*** DOCUMENT SECTION ***

And, we're done with the set up. Now, let's see how we can use Colab.

### Step 3: Create a new Colab notebook
The next step is to create a jupyter notebook and upload it to the *Colab Notebooks* folder on your Google Drive. Once you upload the notebook, you can run it two different ways:

1. Right click on the notebook --> Open with --> Colaboratory: 
![colab_right_click](Photos/colab_right_click.png)

2. Double click on the notebook and press Open with Colaboratory at the top of the screen: 
![colab_double_click](Photos/colab_double_click.png)

And that's it. You're now ready to run your notebooks.

### Step 4: Run your first Jupyter notebook
Colab comes ready with most of the Python libraries that are relevant to data science including *NumPy*, *Pandas* and *Matplotlib*. Just write the following small code into a cell and run it as you run a regular Jupyter notebook cell:

![first_notebook](Photos/first_notebook.png)

You should see the same output as the one in the figure above.

### Step 5: Install the packages
Colab is a great research and education platform but it has some limitations. The major one for our purposes is that it allocates server to us just temporarily. Once you shutdown your noteboook and your server becomes idle for some time, then it may disallocate the previously assigned resources. What this means is that you may need to install Java, Spark and the other packages every time you want to run your notebook.

**Hence, it's a good idea to put the following codes in the beginning of all of your notebooks.** Note that, at the beginning of every line in the following codes, there's **!**. This is something special to Colab. By putting **!** in the beginning of a code, you can access the terminal of the Ubuntu server you're allocated to by Colab. Thus, you can install whatever you want to the current machine you're using.

*** End of DOCUMENT SECTION ***

-- WORK ORDER 1 --
In the Colab setup guide, which Google Drive folder should the new Jupyter notebook be uploaded to?
-- WORK ORDER 2 --
List the Python libraries that the Colab setup guide names as coming ready with Colab.
-- WORK ORDER 3 --
Continue the Colab setup guide from its last sentence.

*** INFORMATION SHOWN ***

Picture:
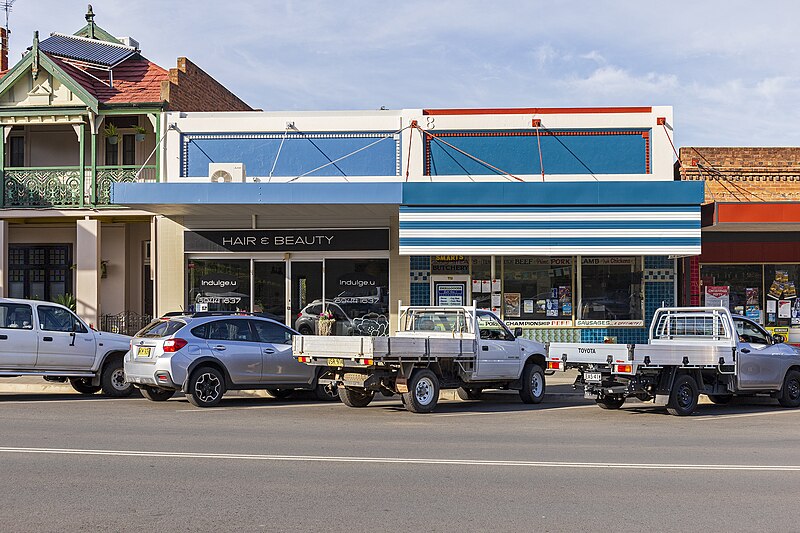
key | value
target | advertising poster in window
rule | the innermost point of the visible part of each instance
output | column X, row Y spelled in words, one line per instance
column 512, row 304
column 717, row 296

*** End of INFORMATION SHOWN ***

-- YOUR RESPONSE 1 --
The *Colab Notebooks* folder.

-- YOUR RESPONSE 2 --
NumPy, Pandas, Matplotlib

-- YOUR RESPONSE 3 --
#### Install Java and Apache Spark
First, you need to install Java and Apache Spark to the server that is allocated to you. The following code installs Apache Spark 2.4.0 and Java 8:

- !apt-get install openjdk-8-jdk-headless -qq > /dev/null
- !wget -q http://apache.osuosl.org/spark/spark-2.4.0/spark-2.4.0-bin-hadoop2.7.tgz
- !tar xf spark-2.4.0-bin-hadoop2.7.tgz

Second, you need to set the locations where Spark and Java are installed:

- import os
- os.environ["JAVA_HOME"] = "/usr/lib/jvm/java-8-openjdk-amd64"
- os.environ["SPARK_HOME"] = "/content/spark-2.4.0-bin-hadoop2.7"

#### Install Findspark and PySpark

Third, you need to install [Findspark](https://github.com/minrk/findspark) (a library that makes it easy for Python to find Spark) and PySpark using pip:

- !pip install -q findspark
- !pip install pyspark

#### Mount your Google Drive to Colaboratory

Lastly, you'll need to mount your Google Drive to Colaboratory so that you can access the files on your drive. This will enable you to read the data files you uploaded to your drive:

- from google.colab import drive
- drive.mount('/content/gdrive')

After you run the code above, Google will ask you an authorization code:

![authorization_code](Photos/authorization_code.png)

You should follow that link and authorize Google to access your drive:

![authorize_google](Photos/authorize_google.png)

After you authorize Google, a code will appear in the screen:

![copy_code](Photos/copy_code.png)

You should copy that code and paste it to the input box that appeared in your notebook on Colab:

![paste_notebook](Photos/paste_notebook.png)

Once you hit Enter, a message saying your drive is mounted will appear:

![drive_mounted](Photos/drive_mounted.png)

And that's all. You can start to run your own code.

As we said before, you should put all the code in the previous four code cells to the beginning of every notebook that you run on Google Colaboratory. When you run these codes in Colab, if they're installed already on the server you are given, then you'll get a warning that the packages are already installed. If the server is a freshly allocated one to you, then these codes will install all the relevant packages to the machine.